─── Input material ───

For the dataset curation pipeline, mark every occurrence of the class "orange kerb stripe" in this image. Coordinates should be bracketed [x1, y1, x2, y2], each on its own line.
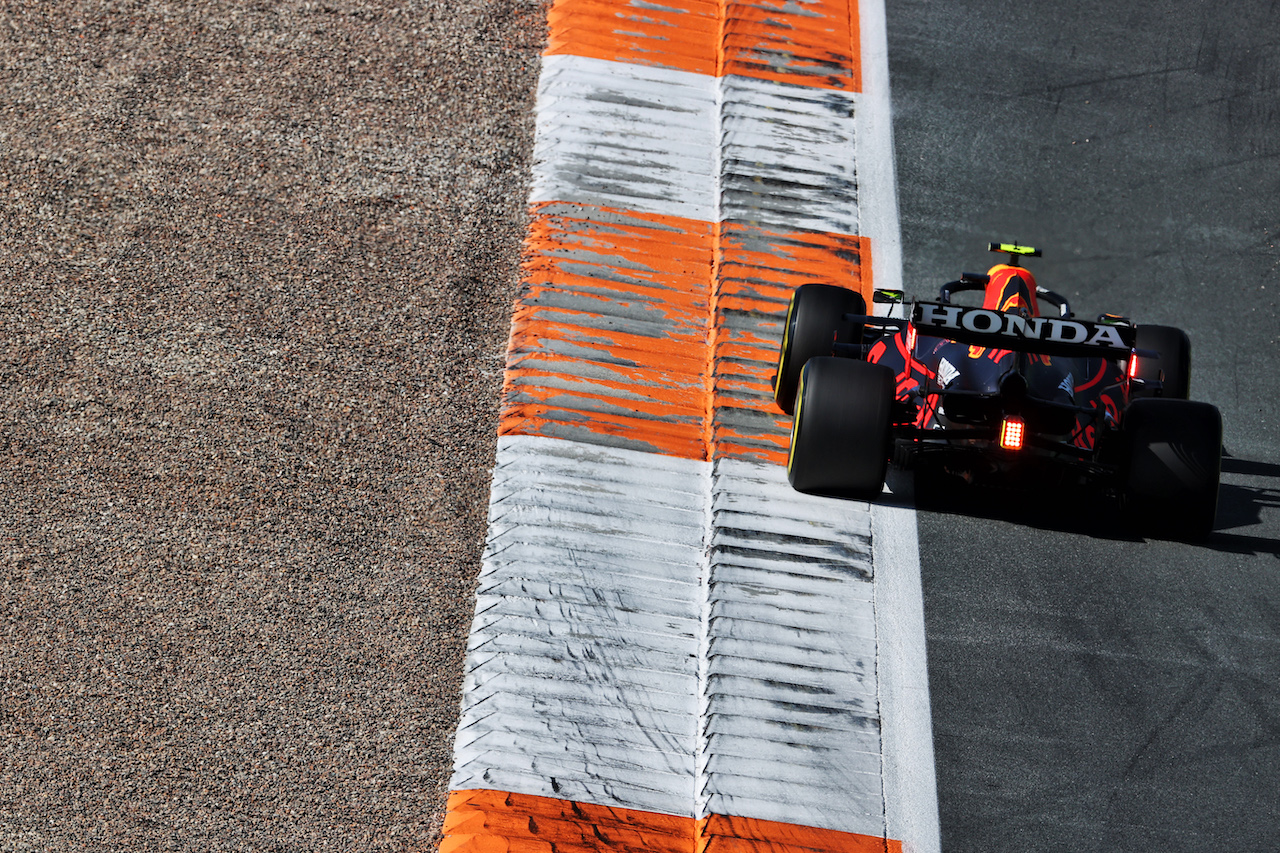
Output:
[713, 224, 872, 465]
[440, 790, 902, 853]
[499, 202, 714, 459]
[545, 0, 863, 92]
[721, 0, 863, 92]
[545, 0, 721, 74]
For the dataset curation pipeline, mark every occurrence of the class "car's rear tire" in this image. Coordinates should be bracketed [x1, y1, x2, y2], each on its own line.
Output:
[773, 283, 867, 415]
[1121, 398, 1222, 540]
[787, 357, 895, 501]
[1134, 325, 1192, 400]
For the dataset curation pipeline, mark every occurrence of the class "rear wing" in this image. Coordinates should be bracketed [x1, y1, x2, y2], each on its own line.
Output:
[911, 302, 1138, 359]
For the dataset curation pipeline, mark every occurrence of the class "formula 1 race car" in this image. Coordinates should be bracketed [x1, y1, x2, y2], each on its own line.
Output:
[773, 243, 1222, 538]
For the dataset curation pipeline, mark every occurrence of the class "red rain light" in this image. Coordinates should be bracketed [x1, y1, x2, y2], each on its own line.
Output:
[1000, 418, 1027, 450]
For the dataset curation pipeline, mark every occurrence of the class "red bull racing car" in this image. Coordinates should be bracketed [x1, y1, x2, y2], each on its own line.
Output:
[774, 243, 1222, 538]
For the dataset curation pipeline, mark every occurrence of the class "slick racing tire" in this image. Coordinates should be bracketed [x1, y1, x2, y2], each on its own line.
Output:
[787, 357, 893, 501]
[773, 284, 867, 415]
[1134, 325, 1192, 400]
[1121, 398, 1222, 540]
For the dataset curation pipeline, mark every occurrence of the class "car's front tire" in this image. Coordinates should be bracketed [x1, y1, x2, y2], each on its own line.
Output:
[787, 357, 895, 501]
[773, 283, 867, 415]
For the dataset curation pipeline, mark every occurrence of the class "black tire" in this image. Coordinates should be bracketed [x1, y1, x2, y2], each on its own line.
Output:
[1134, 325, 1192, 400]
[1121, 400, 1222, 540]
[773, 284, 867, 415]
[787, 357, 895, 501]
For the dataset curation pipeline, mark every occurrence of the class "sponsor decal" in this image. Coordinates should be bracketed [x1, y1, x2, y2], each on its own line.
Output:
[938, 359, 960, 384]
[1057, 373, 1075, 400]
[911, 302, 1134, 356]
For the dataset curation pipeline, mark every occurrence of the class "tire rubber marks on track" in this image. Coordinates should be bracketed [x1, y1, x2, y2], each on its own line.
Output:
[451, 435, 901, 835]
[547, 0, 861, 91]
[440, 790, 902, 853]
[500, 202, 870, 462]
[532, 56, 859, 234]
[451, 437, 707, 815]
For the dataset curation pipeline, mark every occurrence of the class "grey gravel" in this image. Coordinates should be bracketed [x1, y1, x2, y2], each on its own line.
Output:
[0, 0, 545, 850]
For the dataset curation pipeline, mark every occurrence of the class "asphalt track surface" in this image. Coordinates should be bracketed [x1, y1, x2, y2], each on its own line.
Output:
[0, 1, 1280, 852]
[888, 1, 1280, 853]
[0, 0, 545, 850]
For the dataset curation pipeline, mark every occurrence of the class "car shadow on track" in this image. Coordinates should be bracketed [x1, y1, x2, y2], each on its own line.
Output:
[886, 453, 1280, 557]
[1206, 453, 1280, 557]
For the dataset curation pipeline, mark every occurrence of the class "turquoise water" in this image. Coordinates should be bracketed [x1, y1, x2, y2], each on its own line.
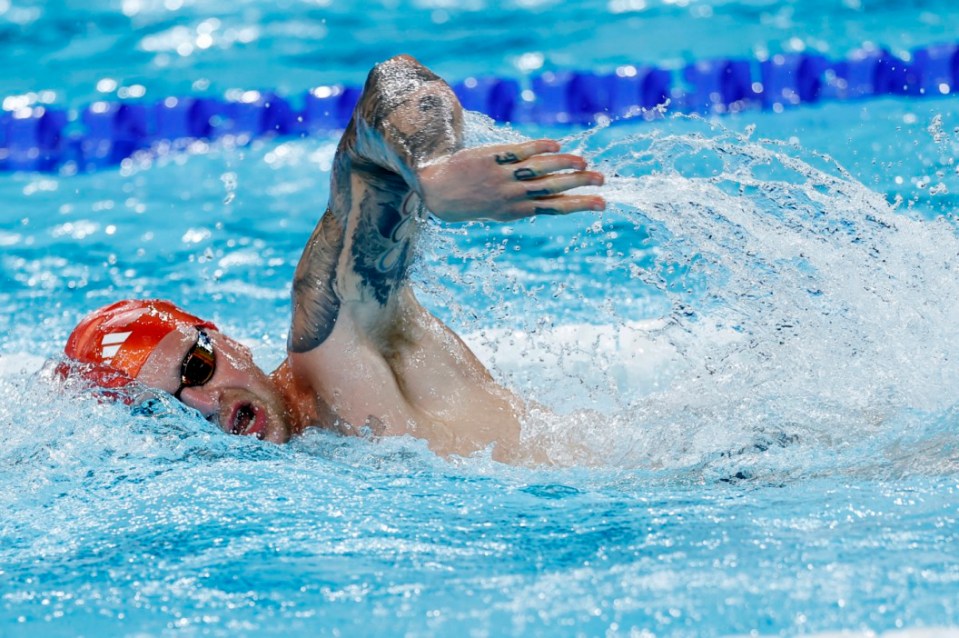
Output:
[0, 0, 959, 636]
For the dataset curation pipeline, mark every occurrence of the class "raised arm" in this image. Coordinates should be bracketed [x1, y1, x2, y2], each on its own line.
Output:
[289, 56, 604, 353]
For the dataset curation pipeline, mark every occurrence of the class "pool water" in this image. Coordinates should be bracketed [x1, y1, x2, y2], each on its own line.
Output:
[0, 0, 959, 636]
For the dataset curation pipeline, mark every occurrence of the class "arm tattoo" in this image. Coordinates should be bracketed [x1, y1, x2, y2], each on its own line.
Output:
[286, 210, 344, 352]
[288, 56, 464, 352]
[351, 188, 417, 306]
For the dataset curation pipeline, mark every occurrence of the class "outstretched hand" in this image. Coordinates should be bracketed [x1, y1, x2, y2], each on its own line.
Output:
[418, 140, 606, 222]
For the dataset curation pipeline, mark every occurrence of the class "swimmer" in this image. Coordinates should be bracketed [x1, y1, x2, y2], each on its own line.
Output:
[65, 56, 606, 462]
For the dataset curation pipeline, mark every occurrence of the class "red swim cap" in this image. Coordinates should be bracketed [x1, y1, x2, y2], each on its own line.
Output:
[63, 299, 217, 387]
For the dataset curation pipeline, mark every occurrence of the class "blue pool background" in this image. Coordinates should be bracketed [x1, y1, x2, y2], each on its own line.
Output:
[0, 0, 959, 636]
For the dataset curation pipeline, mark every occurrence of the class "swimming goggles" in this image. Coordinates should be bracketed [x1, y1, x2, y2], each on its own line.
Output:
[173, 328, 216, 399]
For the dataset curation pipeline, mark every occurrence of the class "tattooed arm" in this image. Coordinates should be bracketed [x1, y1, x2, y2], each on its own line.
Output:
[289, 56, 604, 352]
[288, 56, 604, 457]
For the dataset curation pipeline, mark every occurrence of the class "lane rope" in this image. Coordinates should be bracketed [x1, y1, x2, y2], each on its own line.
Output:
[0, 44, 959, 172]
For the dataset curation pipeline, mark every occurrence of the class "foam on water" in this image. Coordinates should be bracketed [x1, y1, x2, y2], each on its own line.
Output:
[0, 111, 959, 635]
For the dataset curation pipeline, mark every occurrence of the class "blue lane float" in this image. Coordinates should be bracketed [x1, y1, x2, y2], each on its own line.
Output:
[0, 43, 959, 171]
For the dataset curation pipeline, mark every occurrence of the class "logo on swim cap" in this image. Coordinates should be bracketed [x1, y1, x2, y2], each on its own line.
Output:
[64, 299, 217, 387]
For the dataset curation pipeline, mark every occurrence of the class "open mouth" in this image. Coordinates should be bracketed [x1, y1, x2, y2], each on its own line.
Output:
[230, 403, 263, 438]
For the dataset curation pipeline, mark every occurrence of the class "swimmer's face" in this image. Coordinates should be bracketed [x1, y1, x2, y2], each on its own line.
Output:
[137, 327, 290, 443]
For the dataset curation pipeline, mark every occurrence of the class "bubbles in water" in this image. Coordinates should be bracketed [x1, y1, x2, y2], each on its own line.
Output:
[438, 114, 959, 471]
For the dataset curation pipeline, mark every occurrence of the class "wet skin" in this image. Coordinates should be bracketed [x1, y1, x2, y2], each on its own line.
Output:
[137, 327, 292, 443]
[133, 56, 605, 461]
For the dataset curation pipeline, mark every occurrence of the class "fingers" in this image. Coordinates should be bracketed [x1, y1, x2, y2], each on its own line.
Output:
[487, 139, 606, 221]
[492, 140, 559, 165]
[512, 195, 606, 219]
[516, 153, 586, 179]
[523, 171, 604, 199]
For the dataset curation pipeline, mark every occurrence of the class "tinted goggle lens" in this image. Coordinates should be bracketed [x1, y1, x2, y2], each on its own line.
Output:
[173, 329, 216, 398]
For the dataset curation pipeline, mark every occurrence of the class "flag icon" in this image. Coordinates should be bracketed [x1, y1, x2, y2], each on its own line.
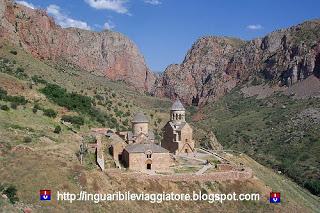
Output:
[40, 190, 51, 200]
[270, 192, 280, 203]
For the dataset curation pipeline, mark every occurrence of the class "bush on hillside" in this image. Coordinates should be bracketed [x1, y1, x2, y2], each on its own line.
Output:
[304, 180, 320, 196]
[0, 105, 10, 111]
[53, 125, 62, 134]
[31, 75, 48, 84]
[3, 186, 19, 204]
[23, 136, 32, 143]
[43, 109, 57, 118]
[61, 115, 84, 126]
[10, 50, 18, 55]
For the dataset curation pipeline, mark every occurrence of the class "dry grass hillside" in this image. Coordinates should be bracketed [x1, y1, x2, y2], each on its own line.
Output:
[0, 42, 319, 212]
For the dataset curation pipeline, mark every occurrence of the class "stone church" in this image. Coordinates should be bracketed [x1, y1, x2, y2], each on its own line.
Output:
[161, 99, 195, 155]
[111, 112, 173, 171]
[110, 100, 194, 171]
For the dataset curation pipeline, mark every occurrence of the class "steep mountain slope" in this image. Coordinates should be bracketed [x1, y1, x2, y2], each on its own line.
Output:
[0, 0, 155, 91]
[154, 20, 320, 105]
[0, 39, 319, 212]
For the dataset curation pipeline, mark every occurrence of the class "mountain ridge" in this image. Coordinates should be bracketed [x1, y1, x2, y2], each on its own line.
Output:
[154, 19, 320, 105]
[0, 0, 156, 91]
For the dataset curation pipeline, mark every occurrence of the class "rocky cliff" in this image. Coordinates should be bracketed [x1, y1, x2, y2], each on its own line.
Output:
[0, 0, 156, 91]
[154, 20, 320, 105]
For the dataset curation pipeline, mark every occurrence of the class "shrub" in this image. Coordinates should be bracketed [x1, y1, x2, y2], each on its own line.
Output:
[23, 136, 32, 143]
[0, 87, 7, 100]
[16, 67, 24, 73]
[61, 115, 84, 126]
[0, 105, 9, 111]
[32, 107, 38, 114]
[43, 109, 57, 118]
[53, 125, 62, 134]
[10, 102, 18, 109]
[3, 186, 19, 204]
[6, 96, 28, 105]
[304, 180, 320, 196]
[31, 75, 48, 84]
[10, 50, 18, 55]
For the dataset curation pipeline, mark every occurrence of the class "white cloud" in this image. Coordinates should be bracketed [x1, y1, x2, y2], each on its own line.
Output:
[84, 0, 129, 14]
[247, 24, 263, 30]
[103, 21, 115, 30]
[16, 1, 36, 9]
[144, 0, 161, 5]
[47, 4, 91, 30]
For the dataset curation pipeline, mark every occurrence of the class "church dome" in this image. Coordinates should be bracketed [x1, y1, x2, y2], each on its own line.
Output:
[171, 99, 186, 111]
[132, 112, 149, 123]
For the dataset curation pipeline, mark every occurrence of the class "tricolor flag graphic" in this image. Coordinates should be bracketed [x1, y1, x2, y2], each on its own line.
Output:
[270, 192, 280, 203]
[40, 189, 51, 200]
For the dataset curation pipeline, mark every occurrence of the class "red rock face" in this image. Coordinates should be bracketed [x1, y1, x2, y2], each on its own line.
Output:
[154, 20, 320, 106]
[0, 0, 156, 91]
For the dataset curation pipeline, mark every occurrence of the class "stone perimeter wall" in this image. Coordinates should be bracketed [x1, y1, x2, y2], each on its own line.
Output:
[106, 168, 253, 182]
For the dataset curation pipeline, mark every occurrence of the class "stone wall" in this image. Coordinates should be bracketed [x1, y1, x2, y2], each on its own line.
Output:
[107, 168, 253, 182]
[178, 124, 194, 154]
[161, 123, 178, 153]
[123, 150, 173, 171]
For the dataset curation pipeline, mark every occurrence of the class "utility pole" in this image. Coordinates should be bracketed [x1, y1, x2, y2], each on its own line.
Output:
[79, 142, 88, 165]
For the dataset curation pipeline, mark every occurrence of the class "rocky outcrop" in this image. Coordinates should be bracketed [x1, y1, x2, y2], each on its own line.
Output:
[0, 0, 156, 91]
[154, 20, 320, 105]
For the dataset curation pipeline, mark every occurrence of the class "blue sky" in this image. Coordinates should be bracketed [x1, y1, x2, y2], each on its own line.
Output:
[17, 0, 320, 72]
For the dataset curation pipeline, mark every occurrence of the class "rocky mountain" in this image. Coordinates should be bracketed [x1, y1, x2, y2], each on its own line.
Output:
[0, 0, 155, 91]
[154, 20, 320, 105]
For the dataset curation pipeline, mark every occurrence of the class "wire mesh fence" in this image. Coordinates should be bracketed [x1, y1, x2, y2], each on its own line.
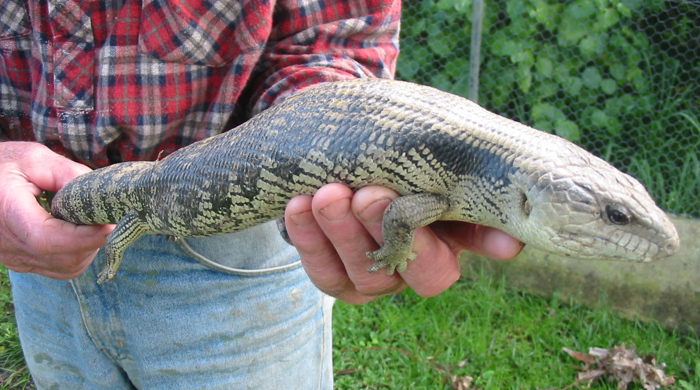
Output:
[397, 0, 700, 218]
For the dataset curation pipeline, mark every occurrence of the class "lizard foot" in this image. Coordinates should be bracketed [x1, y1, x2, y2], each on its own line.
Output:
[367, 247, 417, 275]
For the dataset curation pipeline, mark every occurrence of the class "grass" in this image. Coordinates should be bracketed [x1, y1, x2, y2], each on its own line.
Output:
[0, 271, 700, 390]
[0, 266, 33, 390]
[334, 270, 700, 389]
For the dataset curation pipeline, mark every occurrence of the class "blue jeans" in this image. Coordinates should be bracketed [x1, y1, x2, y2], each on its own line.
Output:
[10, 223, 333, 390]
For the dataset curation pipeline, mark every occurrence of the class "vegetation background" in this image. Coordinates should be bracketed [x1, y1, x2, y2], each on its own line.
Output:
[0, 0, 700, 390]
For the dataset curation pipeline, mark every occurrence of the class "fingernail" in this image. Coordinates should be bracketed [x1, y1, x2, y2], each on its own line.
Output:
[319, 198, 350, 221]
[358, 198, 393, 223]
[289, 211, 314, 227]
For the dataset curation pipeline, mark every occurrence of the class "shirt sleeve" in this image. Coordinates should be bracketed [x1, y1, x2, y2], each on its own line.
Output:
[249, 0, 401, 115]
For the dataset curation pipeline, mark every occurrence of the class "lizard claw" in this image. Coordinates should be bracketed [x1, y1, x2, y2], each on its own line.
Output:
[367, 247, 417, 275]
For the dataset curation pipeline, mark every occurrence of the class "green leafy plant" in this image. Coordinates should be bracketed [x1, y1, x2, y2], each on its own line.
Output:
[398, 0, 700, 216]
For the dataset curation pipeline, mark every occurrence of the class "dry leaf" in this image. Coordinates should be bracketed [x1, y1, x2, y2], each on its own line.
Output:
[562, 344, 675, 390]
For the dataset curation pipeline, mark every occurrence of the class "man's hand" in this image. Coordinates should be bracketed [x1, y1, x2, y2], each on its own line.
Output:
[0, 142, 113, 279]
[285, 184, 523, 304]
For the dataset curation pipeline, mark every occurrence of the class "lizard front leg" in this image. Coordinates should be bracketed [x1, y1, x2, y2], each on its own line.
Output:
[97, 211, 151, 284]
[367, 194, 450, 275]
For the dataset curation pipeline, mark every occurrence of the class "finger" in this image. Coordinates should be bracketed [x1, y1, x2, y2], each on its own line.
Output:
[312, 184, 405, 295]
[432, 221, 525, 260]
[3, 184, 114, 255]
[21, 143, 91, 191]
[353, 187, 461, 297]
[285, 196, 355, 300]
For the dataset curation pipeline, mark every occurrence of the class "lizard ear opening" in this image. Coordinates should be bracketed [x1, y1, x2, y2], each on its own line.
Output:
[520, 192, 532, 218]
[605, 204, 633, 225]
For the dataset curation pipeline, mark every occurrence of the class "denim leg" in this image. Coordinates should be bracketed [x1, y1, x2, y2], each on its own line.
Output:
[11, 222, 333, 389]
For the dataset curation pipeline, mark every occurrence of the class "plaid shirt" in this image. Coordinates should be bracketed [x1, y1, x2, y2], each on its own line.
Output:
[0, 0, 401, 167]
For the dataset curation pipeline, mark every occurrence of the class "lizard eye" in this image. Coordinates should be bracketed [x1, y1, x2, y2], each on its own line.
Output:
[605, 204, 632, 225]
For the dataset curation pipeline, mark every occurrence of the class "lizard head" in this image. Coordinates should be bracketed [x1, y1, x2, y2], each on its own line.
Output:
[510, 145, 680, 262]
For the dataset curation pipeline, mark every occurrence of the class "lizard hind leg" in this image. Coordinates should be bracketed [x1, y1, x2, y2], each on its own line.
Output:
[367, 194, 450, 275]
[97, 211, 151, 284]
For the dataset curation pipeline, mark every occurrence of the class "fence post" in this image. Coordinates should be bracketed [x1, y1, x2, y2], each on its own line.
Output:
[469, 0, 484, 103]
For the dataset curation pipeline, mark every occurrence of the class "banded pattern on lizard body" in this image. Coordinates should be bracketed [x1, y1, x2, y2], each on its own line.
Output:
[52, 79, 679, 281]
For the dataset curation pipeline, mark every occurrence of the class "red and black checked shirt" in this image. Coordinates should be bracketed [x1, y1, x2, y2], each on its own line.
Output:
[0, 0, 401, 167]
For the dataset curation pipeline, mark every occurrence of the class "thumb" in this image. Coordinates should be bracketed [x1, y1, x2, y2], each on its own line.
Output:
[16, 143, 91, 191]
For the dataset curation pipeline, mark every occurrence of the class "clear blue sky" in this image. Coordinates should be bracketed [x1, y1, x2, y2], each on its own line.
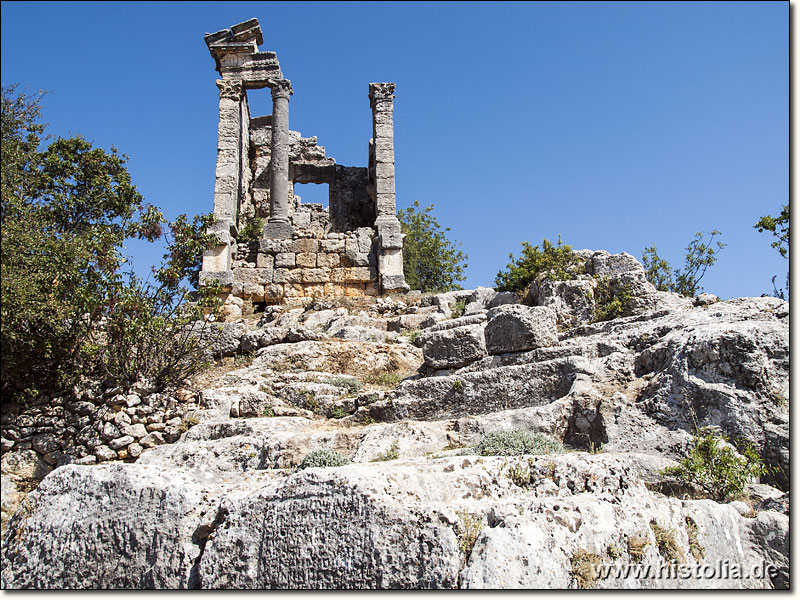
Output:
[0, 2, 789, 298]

───

__Aim__
Rewrite the records from their start through the line holding "[545, 0, 721, 74]", both included, keeping the requests and leaving out the pictures. Scale every coordinate in the answers by 0.75, rounding to whole numbers with halves going up.

__Reply__
For the dataset curation pipeline, mark every occurrence of the class "orange kerb stripe" in this image. Coordinates should be bracketed [x1, y1, x2, y2], each on its own line.
Output:
[535, 168, 654, 349]
[330, 593, 677, 640]
[374, 152, 536, 344]
[409, 0, 647, 69]
[541, 0, 647, 69]
[409, 0, 541, 56]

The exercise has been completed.